[Work request] Copy every line from the records below that carries the word "masks".
* * * * * * * * *
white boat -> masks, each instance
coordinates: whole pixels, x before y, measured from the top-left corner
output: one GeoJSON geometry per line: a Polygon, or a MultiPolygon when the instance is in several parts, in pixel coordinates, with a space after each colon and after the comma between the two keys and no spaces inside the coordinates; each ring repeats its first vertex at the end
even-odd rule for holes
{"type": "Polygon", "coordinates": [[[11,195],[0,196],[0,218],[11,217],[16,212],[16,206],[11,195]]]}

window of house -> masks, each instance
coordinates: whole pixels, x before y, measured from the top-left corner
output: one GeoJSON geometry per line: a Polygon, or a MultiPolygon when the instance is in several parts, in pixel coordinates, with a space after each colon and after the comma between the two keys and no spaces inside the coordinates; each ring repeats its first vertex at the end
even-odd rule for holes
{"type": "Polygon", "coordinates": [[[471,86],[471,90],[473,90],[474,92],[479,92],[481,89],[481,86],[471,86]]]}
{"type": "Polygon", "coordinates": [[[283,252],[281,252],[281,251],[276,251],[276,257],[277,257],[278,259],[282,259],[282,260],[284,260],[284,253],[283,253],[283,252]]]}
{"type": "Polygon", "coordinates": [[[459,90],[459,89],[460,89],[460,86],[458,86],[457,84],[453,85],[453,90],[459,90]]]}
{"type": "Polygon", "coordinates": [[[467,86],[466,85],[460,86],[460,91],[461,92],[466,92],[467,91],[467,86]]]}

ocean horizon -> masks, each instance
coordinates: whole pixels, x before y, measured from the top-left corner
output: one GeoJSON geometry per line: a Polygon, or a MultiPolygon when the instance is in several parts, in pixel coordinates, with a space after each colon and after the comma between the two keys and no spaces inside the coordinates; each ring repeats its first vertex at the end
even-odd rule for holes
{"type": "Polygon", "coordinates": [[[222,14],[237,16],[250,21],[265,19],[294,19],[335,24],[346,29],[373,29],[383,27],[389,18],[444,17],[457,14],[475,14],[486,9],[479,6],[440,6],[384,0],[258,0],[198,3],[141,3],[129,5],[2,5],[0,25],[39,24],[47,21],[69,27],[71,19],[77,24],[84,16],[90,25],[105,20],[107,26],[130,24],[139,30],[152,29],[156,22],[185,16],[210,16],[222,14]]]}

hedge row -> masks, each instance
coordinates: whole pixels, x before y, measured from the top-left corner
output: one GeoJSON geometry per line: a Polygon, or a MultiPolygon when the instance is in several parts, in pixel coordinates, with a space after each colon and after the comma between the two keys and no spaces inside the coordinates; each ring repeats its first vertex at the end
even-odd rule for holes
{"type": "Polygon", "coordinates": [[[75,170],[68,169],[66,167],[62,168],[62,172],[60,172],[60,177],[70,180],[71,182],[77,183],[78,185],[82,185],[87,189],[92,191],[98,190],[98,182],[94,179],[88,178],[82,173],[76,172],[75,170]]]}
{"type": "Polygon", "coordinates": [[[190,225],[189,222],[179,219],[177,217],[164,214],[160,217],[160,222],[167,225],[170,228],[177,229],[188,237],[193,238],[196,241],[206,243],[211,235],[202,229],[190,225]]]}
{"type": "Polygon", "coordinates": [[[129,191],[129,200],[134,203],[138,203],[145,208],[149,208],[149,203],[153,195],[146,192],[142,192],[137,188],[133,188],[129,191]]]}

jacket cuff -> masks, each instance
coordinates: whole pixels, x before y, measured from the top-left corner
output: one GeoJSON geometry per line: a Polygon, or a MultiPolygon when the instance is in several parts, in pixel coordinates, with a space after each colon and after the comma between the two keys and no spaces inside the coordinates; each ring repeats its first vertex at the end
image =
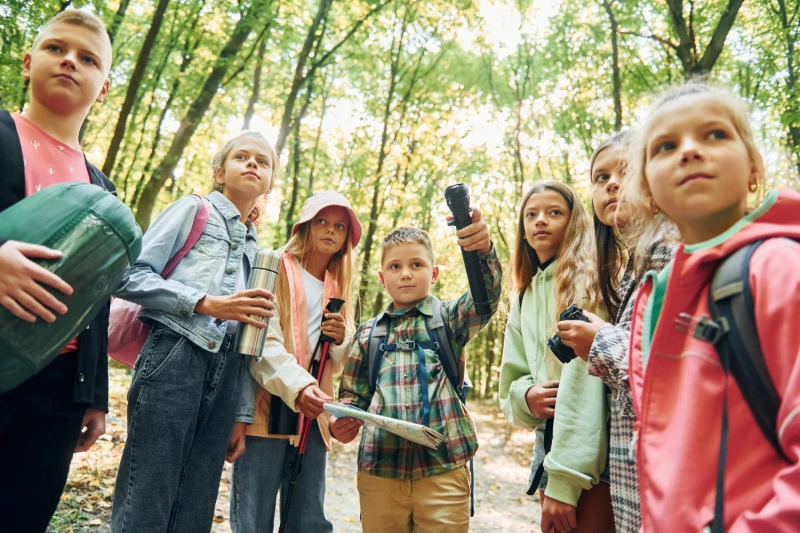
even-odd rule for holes
{"type": "Polygon", "coordinates": [[[204,292],[189,289],[187,293],[178,296],[178,303],[175,304],[173,314],[184,318],[193,317],[195,315],[194,308],[197,306],[197,302],[205,295],[204,292]]]}
{"type": "Polygon", "coordinates": [[[248,414],[243,414],[243,413],[238,413],[234,417],[233,421],[234,422],[244,422],[245,424],[252,426],[253,425],[253,413],[250,413],[249,415],[248,414]]]}
{"type": "Polygon", "coordinates": [[[541,419],[531,414],[530,409],[528,409],[528,402],[525,400],[528,389],[533,386],[534,384],[528,381],[519,381],[511,385],[508,391],[508,401],[513,416],[512,425],[533,429],[542,424],[541,419]]]}
{"type": "Polygon", "coordinates": [[[547,488],[544,491],[544,495],[548,498],[577,507],[581,492],[583,492],[583,489],[575,485],[568,476],[547,472],[547,488]]]}

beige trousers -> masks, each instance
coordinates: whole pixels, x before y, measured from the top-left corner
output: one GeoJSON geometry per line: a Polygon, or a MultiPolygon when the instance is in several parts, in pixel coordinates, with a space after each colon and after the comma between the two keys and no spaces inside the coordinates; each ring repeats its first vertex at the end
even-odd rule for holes
{"type": "Polygon", "coordinates": [[[358,473],[364,533],[466,533],[469,466],[421,479],[358,473]]]}

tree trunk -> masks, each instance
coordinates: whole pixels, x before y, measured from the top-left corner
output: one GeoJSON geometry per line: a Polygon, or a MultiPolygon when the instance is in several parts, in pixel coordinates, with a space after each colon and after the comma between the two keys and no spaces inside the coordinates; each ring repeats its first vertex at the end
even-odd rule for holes
{"type": "MultiPolygon", "coordinates": [[[[336,72],[334,71],[333,75],[331,76],[332,79],[336,79],[336,72]]],[[[324,80],[323,80],[324,81],[324,80]]],[[[313,152],[311,153],[311,168],[308,171],[308,192],[311,193],[314,191],[314,174],[317,171],[317,161],[319,160],[319,142],[322,139],[322,125],[325,123],[325,113],[328,110],[328,97],[330,96],[330,88],[332,84],[329,84],[325,92],[322,93],[322,110],[319,114],[319,127],[317,128],[317,136],[314,139],[314,148],[313,152]]]]}
{"type": "Polygon", "coordinates": [[[256,0],[250,9],[243,13],[239,20],[236,22],[236,27],[231,34],[230,40],[225,44],[217,59],[214,61],[214,66],[211,73],[206,78],[203,88],[197,95],[197,98],[189,106],[189,110],[180,122],[178,131],[172,140],[172,144],[167,151],[166,156],[153,172],[153,177],[147,182],[147,185],[142,191],[142,196],[136,210],[136,221],[142,227],[147,229],[150,226],[150,218],[153,214],[158,193],[161,188],[172,176],[175,167],[183,155],[183,151],[189,144],[189,141],[200,125],[200,121],[208,111],[211,101],[217,94],[217,89],[225,78],[225,73],[231,66],[236,54],[241,49],[247,36],[252,31],[259,15],[266,8],[266,0],[256,0]]]}
{"type": "Polygon", "coordinates": [[[356,322],[361,321],[362,306],[364,305],[364,299],[367,296],[367,287],[369,286],[369,278],[367,275],[369,274],[370,259],[372,258],[372,242],[375,239],[375,232],[378,228],[378,198],[380,197],[383,165],[386,162],[386,156],[388,154],[387,144],[389,140],[389,122],[391,121],[392,116],[392,100],[394,100],[395,90],[397,88],[398,64],[403,53],[403,39],[405,37],[406,23],[407,21],[404,20],[403,31],[400,36],[399,43],[397,44],[396,52],[394,50],[394,38],[392,38],[391,49],[394,57],[392,57],[392,65],[389,71],[390,79],[389,90],[386,94],[386,105],[384,105],[383,108],[383,130],[381,131],[381,144],[378,152],[378,166],[375,170],[375,183],[372,187],[372,202],[370,204],[369,223],[367,224],[367,234],[364,238],[364,244],[361,248],[364,255],[363,260],[361,261],[361,280],[359,281],[358,300],[356,301],[356,322]]]}
{"type": "Polygon", "coordinates": [[[308,57],[311,55],[311,50],[314,49],[314,43],[317,41],[317,39],[322,39],[322,35],[317,35],[317,30],[319,29],[320,24],[322,24],[328,17],[332,3],[333,0],[319,0],[317,14],[314,16],[314,20],[311,22],[311,26],[308,28],[306,40],[303,43],[303,48],[300,50],[300,55],[297,56],[297,65],[294,69],[292,87],[289,89],[289,95],[286,97],[286,103],[283,106],[281,129],[278,132],[278,140],[275,142],[275,151],[278,152],[278,156],[280,156],[284,146],[286,145],[286,137],[289,135],[290,126],[292,123],[292,113],[294,110],[294,104],[297,101],[297,95],[300,93],[300,89],[303,87],[303,84],[307,79],[305,69],[306,63],[308,62],[308,57]]]}
{"type": "Polygon", "coordinates": [[[682,0],[666,0],[669,7],[670,20],[675,32],[678,34],[678,44],[670,43],[674,48],[678,59],[683,66],[683,75],[686,78],[695,76],[704,76],[711,72],[714,65],[725,47],[725,39],[728,37],[736,21],[736,15],[739,13],[739,8],[742,7],[744,0],[728,0],[725,11],[722,13],[717,26],[714,28],[714,33],[711,36],[711,41],[708,43],[702,57],[697,57],[697,44],[694,39],[694,28],[691,21],[687,23],[686,18],[683,16],[683,1],[682,0]]]}
{"type": "MultiPolygon", "coordinates": [[[[314,21],[311,23],[311,27],[308,30],[308,34],[306,35],[306,40],[303,43],[303,48],[300,51],[300,55],[297,58],[297,66],[294,71],[294,79],[292,80],[292,87],[289,90],[289,95],[286,97],[286,103],[283,107],[283,118],[281,119],[281,129],[278,132],[278,139],[275,141],[275,151],[278,152],[280,156],[283,148],[286,146],[286,138],[288,137],[291,131],[291,121],[292,121],[292,113],[294,110],[294,105],[297,101],[297,95],[300,93],[300,89],[302,89],[303,84],[305,84],[306,80],[314,74],[318,68],[325,65],[328,60],[333,56],[336,50],[339,49],[345,42],[347,42],[350,37],[355,35],[356,31],[364,24],[370,17],[380,12],[385,6],[393,2],[394,0],[386,0],[382,4],[378,4],[375,8],[371,9],[369,13],[367,13],[364,18],[360,19],[356,22],[350,31],[345,34],[342,39],[336,43],[336,45],[325,52],[322,57],[319,59],[315,59],[308,70],[305,70],[306,63],[308,62],[308,57],[311,53],[311,48],[314,46],[314,41],[317,39],[316,32],[317,28],[319,28],[320,24],[322,24],[328,18],[328,14],[330,12],[332,0],[320,0],[319,2],[319,9],[317,10],[317,14],[314,17],[314,21]],[[305,71],[305,72],[304,72],[305,71]]],[[[323,35],[319,36],[319,39],[322,39],[323,35]]]]}
{"type": "Polygon", "coordinates": [[[292,236],[294,226],[294,210],[297,208],[297,197],[300,194],[300,126],[294,130],[294,153],[292,154],[292,196],[286,210],[286,241],[292,236]]]}
{"type": "Polygon", "coordinates": [[[614,130],[619,131],[622,129],[622,84],[619,75],[619,48],[617,43],[619,25],[616,17],[614,17],[614,11],[611,9],[611,1],[613,0],[603,0],[603,7],[608,13],[608,20],[611,23],[611,80],[614,92],[614,130]]]}
{"type": "Polygon", "coordinates": [[[125,12],[128,11],[128,4],[130,4],[130,0],[120,0],[117,12],[114,14],[111,24],[108,25],[108,38],[111,39],[112,46],[114,39],[117,37],[117,31],[119,31],[119,27],[125,18],[125,12]]]}
{"type": "Polygon", "coordinates": [[[156,37],[158,37],[158,32],[161,30],[161,23],[164,21],[164,14],[167,11],[168,5],[169,0],[159,0],[156,11],[153,13],[153,20],[150,22],[150,28],[147,30],[144,43],[142,43],[139,57],[136,59],[136,66],[128,82],[125,100],[122,102],[119,118],[117,118],[117,125],[114,128],[114,135],[108,147],[106,161],[103,163],[103,174],[106,176],[110,175],[111,171],[114,170],[114,162],[117,160],[117,154],[122,144],[122,137],[125,135],[125,124],[128,121],[128,115],[133,108],[133,104],[136,101],[136,93],[144,79],[144,73],[145,70],[147,70],[147,62],[150,60],[150,54],[153,52],[153,45],[156,42],[156,37]]]}
{"type": "Polygon", "coordinates": [[[259,93],[261,92],[261,71],[264,69],[264,53],[266,51],[267,40],[261,39],[261,44],[258,45],[256,69],[253,73],[253,92],[250,93],[250,100],[247,101],[247,111],[244,112],[243,130],[250,129],[250,121],[253,120],[253,115],[256,114],[256,102],[258,102],[259,93]]]}
{"type": "MultiPolygon", "coordinates": [[[[798,90],[797,90],[797,73],[794,67],[794,52],[795,43],[797,39],[797,24],[795,23],[795,30],[792,29],[792,24],[789,22],[789,14],[786,9],[785,0],[777,0],[778,2],[778,17],[781,22],[781,30],[783,38],[786,42],[786,111],[784,116],[788,116],[787,126],[789,128],[789,135],[787,137],[789,149],[792,151],[795,165],[798,173],[800,173],[800,118],[798,118],[798,90]]],[[[797,15],[795,14],[795,17],[797,15]]]]}
{"type": "MultiPolygon", "coordinates": [[[[202,6],[203,2],[199,3],[198,6],[202,6]]],[[[178,94],[178,87],[180,87],[181,79],[183,78],[183,74],[189,68],[189,64],[194,59],[194,52],[197,50],[197,47],[200,45],[201,37],[198,37],[194,44],[192,44],[192,35],[194,34],[195,28],[197,28],[197,24],[200,21],[200,13],[199,11],[193,13],[194,18],[192,20],[192,25],[189,27],[189,31],[186,32],[186,41],[184,42],[183,50],[182,50],[182,60],[181,60],[181,67],[178,70],[178,74],[175,76],[175,79],[172,80],[172,86],[169,90],[169,96],[167,97],[167,102],[164,104],[163,109],[161,110],[161,115],[158,117],[158,123],[156,124],[155,134],[153,135],[153,142],[150,145],[150,155],[147,156],[147,162],[144,165],[144,169],[142,170],[141,176],[139,181],[136,183],[136,190],[133,194],[133,197],[130,199],[128,205],[131,206],[133,209],[139,202],[139,198],[142,195],[142,191],[144,190],[144,186],[147,184],[150,174],[150,170],[153,168],[153,162],[155,161],[156,151],[158,150],[158,143],[161,141],[161,126],[164,124],[164,119],[167,117],[167,113],[169,112],[170,107],[172,106],[172,102],[175,99],[175,96],[178,94]]]]}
* * * * * * * * *
[Answer]
white boat -> masks, each instance
window of house -> masks, each instance
ocean horizon -> masks, each instance
hedge row -> masks, each instance
jacket cuff -> masks, each instance
beige trousers -> masks, each instance
tree trunk -> masks, each instance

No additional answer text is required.